BEGIN Document extract

# New plants in collection



## Roy (Sep 20, 2008)

Added to my Vandaceous collection recently. I have wanted to collect the last few required plants in the Aerides group and the Rhyncostylis family.
Yesterday they arrived.

Aerides retusa, small but in spike.
Aerides houlletiana, medium size, 2 spikes.
Rhy coelestis Blue
Rhy coelestis Pink
Both Rhy. stud plants from the nursery. Top quality blooms

Last week.

Ascovandoritis Thai Ruby 'Hildos'
Mok. Khaw Phaik Suan x Ascda Gua Chia Long.
Paph concolor v Hennisianum
Ang. leonis


----------



## JeanLux (Sep 20, 2008)

you did a very nice shopping Roy, we will have the pleasure to see picts soon!!!  Is your Angr. also a mature plant?? Jean


----------



## Roy (Sep 20, 2008)

Yes it is Jean, hopefully it will through a spike or 2. I believe it is the Madagascan form.


----------



## NYEric (Sep 20, 2008)

Good deal, photos please.


----------



## Yoyo_Jo (Sep 20, 2008)

:clap::clap::clap:

Sounds like great acquisitions...how 'bout some pix?


----------



## Roy (Sep 21, 2008)

Ok, pic of the plants that arrived last Friday.
Back left, Rhy retusa, back right, Aer. houlettiana, stake for support till settled in, 2 spikes.
Front left, Rhy coelestis v Pink & the blue coelestis on the right.
They look a bit rough but are actually good. Will improve greatly here.


----------



## Roy (Sep 21, 2008)

Last week.

Ascovandoritis Thai Ruby 'Hildos'
Mok. Khaw Phaik Suan x Ascda Gua Chia Long.
Paph concolor v Hennisianum pot size 100mm
Ang. leonis pot size 115mm


----------



## NYEric (Sep 21, 2008)

Looking good, thanx.


----------



## JeanLux (Sep 22, 2008)

oh yes ,leonis looking great (about same size as mine that has flowered 3 x) Jean


----------



## Roy (Sep 22, 2008)

Hopefully mine will flower this year also Jean.

Big OOOOOOOPPPPPPs, I called Rhyn. retusa an Aerides....me goose.


----------



## SlipperFan (Sep 22, 2008)

You are forgiven. Beautiful plants!


----------



## Yoyo_Jo (Sep 23, 2008)

Nice! :clap:


----------

END Document extract

• _Exercise instructions_
A: Decide whether each statement agrees with the orchid forum thread, answering yes or no and quoting the words that decide it: (i) The Aerides houlletiana came with two spikes. (ii) The Ang. leonis is in a 100mm pot. (iii) Roy thinks his Angraecum is the Madagascan form.
B: Transcribe the orchid forum thread word for word, from "## JeanLux (Sep 20, 2008)" up to and including "the Madagascan form.".
C: Turn the paragraph of the orchid forum thread that begins "Ok, pic of the plants" into a short list that keeps its main facts.
You will not need the data that comes after this thread.

BEGIN Material provided

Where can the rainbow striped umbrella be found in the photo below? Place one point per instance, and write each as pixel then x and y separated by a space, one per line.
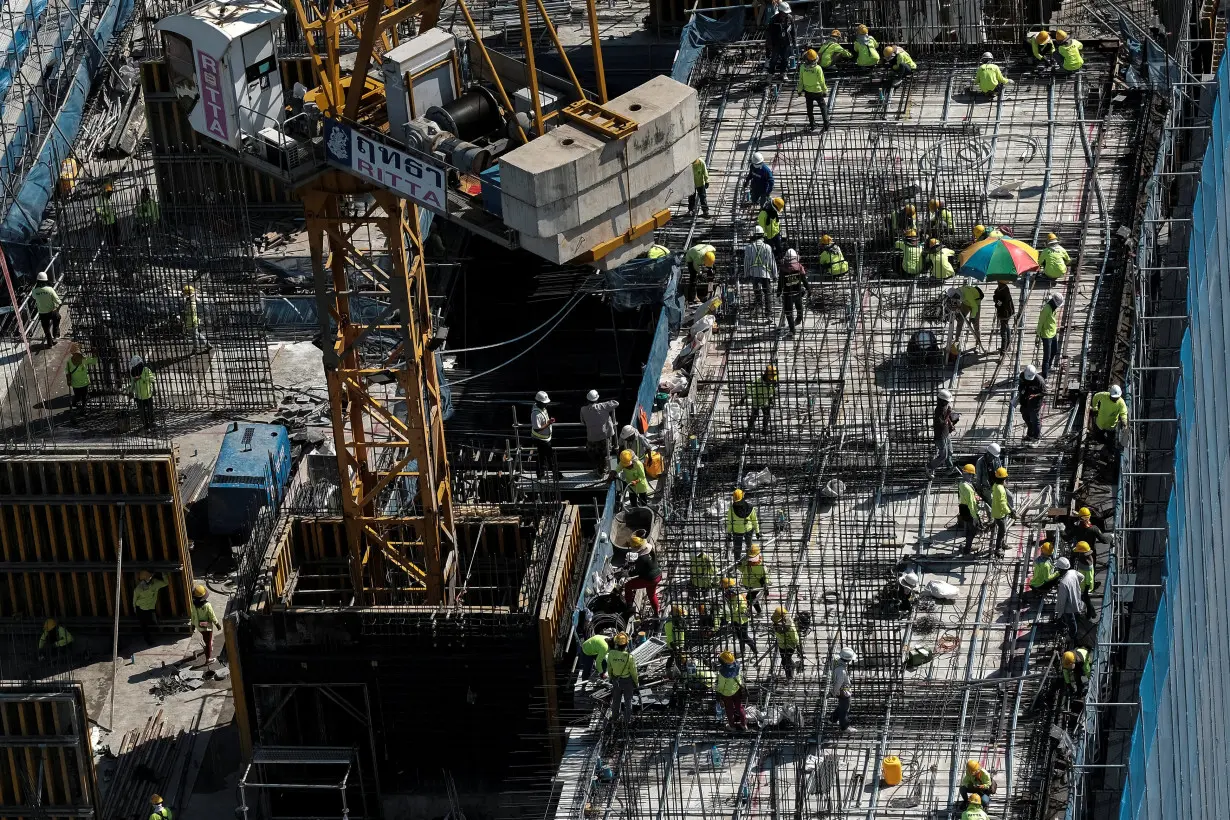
pixel 998 258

END Material provided

• _Answers_
A:
(i) Yes: "Aerides houlletiana, medium size, 2 spikes."
(ii) No: "Ang. leonis pot size 115mm"
(iii) Yes: "I believe it is the Madagascan form."

B:
## JeanLux (Sep 20, 2008)

you did a very nice shopping Roy, we will have the pleasure to see picts soon!!!  Is your Angr. also a mature plant?? Jean


----------



## Roy (Sep 20, 2008)

Yes it is Jean, hopefully it will through a spike or 2. I believe it is the Madagascan form.

C:
- The photo shows the plants that arrived last Friday.
- Back left: Rhy retusa.
- Back right: Aer. houlettiana, which has 2 spikes and is staked for support until it settles in.
- Front left: Rhy coelestis v Pink. Front right: the blue coelestis.
- The plants look a bit rough but are actually good and will improve greatly.